* [Deine Aufgaben]
- A) Erkläre in ein bis drei Sätzen anhand des Textausschnitts, was die neuen Therapiemöglichkeiten gegen Prostatakrebs bewirken sollen.
- B) Zähle alle Angaben auf, die der Textausschnitt über das Glykoprotein 130 (gp130) macht.

* [Textausschnitt]
Neue Option zur Behandlung von Prostatakrebs erforscht

Die Wiener Forschung dreht sich um das Glykoprotein 130 (gp130), ein Transmembranprotein, das die Klasse aller Zytokinrezeptoren begründete. Es bildet eine Untereinheit des Typ-I-Zytokinrezeptors innerhalb der IL-6-Rezeptorfamilie. Grafik: ibreakstock – stock.adobe.com

Ein internationales Forschungsteam unter Leitung der MedUni Wien hat eine neue Strategie für die Entwicklung von Therapiemöglichkeiten für Prostatakrebs erforscht. Diese sollen nicht nur das Tumorwachstum bremsen, sondern auch das Immunsystem zur Abwehr von Krebszellen anregen.

* [Gegebene Einträge]

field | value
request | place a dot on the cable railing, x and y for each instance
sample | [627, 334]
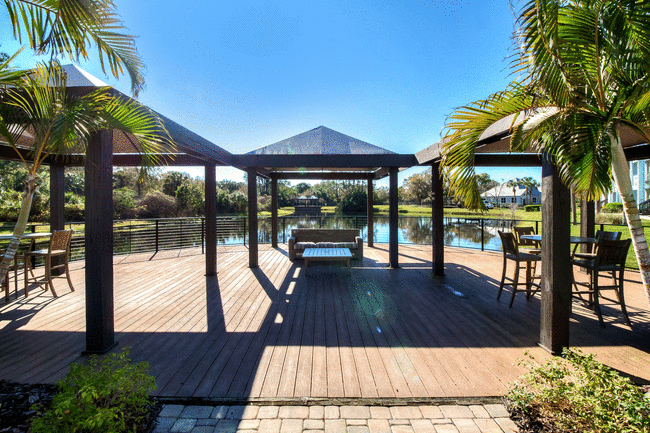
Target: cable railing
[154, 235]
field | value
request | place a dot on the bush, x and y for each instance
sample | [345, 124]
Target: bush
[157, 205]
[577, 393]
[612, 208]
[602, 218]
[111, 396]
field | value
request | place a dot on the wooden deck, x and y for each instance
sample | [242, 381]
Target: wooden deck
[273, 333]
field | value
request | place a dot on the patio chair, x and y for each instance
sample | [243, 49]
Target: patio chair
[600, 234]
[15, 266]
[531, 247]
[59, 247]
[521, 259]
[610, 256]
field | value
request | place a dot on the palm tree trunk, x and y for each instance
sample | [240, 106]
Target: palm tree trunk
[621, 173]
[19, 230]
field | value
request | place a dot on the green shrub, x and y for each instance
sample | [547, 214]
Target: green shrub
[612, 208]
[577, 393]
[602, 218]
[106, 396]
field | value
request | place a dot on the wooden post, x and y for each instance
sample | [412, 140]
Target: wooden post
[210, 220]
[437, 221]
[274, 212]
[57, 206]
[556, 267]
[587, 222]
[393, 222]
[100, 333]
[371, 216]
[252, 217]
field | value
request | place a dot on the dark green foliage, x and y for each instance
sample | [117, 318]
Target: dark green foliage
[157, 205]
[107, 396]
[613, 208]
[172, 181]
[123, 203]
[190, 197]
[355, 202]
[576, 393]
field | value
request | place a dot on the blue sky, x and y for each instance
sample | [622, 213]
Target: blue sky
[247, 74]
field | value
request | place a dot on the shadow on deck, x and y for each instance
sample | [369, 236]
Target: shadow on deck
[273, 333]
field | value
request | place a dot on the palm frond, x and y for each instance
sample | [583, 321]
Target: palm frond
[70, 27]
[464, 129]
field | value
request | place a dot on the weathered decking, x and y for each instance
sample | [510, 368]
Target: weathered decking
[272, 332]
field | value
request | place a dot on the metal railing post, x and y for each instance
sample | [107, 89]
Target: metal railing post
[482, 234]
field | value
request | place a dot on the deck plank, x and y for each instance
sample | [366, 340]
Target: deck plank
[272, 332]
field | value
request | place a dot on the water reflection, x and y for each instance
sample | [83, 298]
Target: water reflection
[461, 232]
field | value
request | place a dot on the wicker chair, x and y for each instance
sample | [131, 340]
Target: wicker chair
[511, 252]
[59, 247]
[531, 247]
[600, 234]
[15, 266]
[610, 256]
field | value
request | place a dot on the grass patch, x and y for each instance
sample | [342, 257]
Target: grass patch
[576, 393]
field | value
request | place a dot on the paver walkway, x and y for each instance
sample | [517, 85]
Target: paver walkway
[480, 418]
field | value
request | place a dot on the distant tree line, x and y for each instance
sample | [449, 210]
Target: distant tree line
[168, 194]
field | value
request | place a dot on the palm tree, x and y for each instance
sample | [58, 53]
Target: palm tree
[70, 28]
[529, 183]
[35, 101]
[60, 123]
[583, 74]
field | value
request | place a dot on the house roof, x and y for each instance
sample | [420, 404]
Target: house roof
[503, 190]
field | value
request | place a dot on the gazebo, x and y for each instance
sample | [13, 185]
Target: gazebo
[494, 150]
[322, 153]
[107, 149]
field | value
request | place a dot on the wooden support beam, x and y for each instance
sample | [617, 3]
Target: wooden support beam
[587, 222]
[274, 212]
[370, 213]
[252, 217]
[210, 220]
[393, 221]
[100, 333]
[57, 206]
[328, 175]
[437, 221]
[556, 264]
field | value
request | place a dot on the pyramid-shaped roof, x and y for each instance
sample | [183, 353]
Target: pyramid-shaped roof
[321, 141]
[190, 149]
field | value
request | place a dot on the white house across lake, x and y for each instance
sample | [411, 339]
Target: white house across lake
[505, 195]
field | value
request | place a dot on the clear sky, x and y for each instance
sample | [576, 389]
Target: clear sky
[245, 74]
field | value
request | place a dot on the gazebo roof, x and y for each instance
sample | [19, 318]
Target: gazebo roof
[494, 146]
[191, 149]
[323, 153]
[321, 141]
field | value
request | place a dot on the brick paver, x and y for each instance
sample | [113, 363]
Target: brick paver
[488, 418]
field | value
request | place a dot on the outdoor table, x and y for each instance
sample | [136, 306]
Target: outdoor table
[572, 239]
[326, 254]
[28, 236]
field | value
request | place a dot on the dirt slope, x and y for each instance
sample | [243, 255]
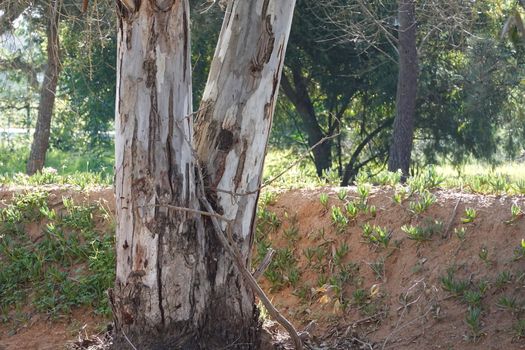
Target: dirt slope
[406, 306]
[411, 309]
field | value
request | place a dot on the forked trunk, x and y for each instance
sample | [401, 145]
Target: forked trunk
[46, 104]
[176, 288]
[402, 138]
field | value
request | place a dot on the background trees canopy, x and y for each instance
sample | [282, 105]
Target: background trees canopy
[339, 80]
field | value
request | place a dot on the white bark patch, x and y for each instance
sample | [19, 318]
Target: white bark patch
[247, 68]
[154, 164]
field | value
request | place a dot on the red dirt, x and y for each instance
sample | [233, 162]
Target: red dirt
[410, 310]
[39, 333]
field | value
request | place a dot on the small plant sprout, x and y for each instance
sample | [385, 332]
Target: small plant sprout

* [Die Lösungen]
- A) Die Therapiemöglichkeiten sollen nicht nur das Wachstum des Tumors bremsen. Sie sollen auch das Immunsystem dazu anregen, Krebszellen abzuwehren.

- B)
- Die Wiener Forschung dreht sich um dieses Protein.
- Es ist ein Transmembranprotein.
- Es hat die Klasse aller Zytokinrezeptoren begründet.
- Es bildet eine Untereinheit des Typ-I-Zytokinrezeptors innerhalb der IL-6-Rezeptorfamilie.